_DOCUMENT TEXT_
_ _ _ _ _ _ _

To ensure employees do what they’re supposed to, some employers have begun using surveillance apps and programs to monitor worker productivity.
This has raised some worker privacy concerns and the questions of whether this is legal or proper.
The short answer is that yes, it can be legal if done right. As for whether it’s proper or not, that’s up to debate. In this article, I’ll discuss what can or cannot be done when it comes to employers remotely supervising their employees.
Traditionally, there have been five primary reasons why employers seek to watch or monitor employees.
First, the employer may want to protect itself in the case of possible lawsuits. This can include documenting what a worker does in case litigation, or an internal investigation ensues.
Second, the employer may want to maintain the integrity of its hardware and software from malicious cyber activity. Social media and rogue cloud accounts can be sources of harmful software, including viruses and malware.
Third, the employer might seek to protect intellectual property, such as trade secrets or client lists.
Fourth, all employers want to make sure workers do what they’re supposed to do. This means not downloading pornographic material or engaging in any activities that the employer might have a particular reason to discourage.
Finally, we have the employer who wants to ensure productivity levels. This is likely one of the biggest reasons employers monitor their employees, especially with the rise in the number of people working from home.
How Do Employers Monitor Their Employees?
Employers have been monitoring employees since the dawn of the employer-employee relationship. In the Internet age, with the ubiquity of laptops, tablets and smartphones, what the employer can do has gone up a notch.

_ _ _ _ _ _ _

_GIVEN INFORMATION_
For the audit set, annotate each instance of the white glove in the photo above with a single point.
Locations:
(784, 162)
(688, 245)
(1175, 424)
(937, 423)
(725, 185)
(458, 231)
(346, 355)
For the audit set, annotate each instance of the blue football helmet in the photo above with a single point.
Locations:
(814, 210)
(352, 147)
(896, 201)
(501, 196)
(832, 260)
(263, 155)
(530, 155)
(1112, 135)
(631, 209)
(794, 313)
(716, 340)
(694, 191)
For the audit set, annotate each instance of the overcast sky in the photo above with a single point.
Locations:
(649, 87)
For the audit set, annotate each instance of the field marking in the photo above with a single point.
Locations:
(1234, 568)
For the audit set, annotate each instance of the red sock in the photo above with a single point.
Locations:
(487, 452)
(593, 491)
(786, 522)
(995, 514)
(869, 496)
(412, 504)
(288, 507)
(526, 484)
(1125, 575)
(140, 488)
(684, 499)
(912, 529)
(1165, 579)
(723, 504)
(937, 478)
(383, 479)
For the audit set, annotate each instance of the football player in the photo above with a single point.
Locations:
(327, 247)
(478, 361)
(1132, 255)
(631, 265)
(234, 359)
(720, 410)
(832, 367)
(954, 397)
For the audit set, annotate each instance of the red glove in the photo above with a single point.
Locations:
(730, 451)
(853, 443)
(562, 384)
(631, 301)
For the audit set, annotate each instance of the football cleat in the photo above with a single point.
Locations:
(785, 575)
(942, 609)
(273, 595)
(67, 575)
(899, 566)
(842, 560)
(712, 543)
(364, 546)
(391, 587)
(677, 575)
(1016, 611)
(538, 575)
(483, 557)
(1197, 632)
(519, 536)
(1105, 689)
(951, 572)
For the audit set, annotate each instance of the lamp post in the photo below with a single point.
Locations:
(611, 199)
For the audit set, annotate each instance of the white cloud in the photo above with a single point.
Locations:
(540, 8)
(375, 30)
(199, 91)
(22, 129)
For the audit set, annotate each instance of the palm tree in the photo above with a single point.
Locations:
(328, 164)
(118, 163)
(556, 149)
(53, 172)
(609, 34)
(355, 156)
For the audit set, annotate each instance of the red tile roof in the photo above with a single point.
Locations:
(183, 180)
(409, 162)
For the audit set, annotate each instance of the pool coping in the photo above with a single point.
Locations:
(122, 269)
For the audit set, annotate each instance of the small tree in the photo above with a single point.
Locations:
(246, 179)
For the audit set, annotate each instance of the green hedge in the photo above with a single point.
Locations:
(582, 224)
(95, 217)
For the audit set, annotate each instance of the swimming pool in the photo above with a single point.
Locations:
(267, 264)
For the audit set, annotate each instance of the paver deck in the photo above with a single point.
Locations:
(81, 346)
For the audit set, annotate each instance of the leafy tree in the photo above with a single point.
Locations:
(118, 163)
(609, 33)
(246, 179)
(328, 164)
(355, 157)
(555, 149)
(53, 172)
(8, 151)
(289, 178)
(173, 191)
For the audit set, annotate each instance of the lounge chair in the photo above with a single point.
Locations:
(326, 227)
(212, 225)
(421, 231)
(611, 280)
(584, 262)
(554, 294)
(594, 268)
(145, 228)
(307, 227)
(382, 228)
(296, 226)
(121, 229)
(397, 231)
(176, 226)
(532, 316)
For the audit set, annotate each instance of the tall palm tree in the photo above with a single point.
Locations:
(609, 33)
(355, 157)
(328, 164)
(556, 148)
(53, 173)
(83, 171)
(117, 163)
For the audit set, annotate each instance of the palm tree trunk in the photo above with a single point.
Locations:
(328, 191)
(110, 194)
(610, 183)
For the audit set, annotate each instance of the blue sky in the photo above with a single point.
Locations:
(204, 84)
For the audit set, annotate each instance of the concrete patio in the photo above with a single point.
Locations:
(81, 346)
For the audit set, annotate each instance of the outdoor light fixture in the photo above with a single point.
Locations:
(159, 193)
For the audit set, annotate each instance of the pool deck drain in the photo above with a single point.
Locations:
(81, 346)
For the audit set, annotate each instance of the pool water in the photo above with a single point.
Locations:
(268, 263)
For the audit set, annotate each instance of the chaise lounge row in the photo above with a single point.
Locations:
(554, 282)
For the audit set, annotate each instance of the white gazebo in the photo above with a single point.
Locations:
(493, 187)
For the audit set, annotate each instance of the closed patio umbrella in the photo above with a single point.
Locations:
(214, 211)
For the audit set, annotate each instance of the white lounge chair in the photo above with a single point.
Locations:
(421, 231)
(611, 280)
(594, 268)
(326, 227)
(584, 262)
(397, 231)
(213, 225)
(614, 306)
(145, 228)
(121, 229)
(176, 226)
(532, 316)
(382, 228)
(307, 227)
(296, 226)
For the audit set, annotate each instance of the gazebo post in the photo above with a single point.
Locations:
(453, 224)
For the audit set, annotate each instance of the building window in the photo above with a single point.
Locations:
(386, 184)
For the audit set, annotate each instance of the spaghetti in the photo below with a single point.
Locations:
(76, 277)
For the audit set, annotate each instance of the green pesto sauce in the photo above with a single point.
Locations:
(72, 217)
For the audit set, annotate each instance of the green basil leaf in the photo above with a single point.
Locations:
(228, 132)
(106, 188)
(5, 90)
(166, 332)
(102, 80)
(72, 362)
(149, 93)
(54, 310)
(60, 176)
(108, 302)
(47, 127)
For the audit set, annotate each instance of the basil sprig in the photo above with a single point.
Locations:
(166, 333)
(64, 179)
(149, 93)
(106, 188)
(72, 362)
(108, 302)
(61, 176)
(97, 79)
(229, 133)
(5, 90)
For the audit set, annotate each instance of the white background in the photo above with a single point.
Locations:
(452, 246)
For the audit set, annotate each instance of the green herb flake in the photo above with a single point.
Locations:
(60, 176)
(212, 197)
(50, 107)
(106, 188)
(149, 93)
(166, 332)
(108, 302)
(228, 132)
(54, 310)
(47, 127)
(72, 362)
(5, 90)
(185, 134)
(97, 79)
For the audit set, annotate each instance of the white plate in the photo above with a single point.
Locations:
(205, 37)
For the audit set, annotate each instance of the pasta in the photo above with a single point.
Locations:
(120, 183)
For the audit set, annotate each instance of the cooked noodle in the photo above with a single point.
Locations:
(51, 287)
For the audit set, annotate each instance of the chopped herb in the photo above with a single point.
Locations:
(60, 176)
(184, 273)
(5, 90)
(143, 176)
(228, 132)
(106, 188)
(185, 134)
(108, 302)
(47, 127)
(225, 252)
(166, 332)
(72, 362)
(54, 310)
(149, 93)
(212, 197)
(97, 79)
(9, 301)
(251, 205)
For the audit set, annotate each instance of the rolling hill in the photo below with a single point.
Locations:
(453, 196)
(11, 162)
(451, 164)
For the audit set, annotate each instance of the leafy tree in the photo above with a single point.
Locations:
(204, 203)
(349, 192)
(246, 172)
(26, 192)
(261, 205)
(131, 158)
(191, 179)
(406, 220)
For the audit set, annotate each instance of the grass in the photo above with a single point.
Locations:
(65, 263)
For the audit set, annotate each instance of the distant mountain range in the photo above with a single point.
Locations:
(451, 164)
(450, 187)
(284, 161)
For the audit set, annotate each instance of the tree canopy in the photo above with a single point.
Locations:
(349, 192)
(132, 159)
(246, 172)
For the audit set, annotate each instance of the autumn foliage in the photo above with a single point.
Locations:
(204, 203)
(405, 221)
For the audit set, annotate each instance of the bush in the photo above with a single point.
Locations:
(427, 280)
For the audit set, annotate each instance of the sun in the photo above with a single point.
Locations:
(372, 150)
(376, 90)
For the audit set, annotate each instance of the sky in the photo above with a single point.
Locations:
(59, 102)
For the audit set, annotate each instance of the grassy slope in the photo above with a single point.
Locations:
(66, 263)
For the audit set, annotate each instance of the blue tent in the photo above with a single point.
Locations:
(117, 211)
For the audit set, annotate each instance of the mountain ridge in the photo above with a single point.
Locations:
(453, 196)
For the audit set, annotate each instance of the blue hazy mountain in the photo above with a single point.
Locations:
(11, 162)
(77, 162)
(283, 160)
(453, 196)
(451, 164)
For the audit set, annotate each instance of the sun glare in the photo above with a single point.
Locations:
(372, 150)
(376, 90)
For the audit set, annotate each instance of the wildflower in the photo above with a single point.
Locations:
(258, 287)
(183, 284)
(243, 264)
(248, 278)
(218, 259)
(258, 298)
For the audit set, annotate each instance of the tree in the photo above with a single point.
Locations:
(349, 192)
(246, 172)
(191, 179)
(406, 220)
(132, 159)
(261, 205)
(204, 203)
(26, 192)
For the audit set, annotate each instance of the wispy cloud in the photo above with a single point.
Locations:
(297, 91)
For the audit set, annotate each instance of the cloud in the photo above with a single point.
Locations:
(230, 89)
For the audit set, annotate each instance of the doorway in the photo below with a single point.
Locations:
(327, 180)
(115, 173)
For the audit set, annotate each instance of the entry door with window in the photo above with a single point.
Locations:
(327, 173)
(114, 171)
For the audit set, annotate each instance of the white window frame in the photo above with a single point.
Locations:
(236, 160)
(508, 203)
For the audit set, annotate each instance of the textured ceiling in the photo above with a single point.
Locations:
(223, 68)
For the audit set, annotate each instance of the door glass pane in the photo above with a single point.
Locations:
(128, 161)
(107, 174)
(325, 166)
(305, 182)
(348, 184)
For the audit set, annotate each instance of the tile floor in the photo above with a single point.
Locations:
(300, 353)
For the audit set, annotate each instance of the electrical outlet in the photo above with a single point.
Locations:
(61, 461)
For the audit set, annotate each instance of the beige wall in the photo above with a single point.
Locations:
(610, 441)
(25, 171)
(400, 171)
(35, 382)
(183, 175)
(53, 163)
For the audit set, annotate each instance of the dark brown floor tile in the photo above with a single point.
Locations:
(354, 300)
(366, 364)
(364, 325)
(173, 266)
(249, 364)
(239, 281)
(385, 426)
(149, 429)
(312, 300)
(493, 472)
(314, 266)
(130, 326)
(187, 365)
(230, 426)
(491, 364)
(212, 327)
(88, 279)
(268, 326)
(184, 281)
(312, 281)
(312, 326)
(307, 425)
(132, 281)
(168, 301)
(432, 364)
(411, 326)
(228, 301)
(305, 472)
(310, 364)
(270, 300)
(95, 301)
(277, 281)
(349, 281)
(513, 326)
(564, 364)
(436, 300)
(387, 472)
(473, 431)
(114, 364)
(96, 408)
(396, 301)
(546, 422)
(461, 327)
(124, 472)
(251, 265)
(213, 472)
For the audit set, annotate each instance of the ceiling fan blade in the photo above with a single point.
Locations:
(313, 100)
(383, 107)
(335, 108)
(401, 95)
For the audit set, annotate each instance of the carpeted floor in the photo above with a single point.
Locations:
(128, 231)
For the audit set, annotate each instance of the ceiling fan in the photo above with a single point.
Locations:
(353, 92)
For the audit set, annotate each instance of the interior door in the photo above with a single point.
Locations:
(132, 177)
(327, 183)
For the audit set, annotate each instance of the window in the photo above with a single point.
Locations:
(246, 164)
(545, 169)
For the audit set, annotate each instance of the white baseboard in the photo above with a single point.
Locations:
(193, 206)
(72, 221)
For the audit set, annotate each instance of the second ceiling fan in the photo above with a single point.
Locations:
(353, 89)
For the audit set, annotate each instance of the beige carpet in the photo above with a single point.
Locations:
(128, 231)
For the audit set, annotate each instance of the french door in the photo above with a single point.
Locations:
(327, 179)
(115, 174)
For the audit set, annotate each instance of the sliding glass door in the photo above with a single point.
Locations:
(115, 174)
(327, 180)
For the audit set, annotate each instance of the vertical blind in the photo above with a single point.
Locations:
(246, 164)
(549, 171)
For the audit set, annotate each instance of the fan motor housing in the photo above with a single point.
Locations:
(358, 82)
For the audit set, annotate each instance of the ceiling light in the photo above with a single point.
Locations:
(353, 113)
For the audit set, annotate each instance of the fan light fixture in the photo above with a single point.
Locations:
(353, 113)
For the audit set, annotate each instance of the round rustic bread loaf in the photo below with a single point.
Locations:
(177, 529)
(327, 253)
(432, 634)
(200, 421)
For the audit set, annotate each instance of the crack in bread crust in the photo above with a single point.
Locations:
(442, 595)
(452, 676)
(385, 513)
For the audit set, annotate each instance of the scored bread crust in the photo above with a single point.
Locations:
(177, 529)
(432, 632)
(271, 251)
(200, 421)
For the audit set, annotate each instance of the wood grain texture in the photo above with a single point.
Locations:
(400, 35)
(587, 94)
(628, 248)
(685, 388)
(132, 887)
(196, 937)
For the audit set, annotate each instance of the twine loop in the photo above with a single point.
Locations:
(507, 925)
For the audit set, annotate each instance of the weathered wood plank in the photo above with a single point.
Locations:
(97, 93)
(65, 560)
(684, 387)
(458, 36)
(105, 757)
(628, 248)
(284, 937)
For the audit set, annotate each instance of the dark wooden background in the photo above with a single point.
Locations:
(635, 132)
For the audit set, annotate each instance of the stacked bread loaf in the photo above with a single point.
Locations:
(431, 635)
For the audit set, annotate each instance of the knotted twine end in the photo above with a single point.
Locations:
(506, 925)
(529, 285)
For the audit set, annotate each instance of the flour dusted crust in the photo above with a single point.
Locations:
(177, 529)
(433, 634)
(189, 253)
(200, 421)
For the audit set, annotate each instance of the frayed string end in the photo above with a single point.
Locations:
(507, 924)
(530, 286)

_ _ _ _ _ _ _

_SET OF TASKS_
1. Using the employee-monitoring article, decide whether each statement agrees with it, and answer yes or no with the deciding words quoted exactly: (a) Monitoring employees can be legal if it is done right. (b) Protecting trade secrets or client lists is given as one reason employers monitor workers. (c) Employers started monitoring employees only once the Internet age arrived.
2. Reproduce the passage of the employee-monitoring article between "First, the employer" and "internal investigation ensues.", inclusive.
Rely only on the employee-monitoring article.

_RESULTS OF THE EXERCISE_
1.
(a) Yes: "The short answer is that yes, it can be legal if done right."
(b) Yes: "Third, the employer might seek to protect intellectual property, such as trade secrets or client lists."
(c) No: "Employers have been monitoring employees since the dawn of the employer-employee relationship."

2.
First, the employer may want to protect itself in the case of possible lawsuits. This can include documenting what a worker does in case litigation, or an internal investigation ensues.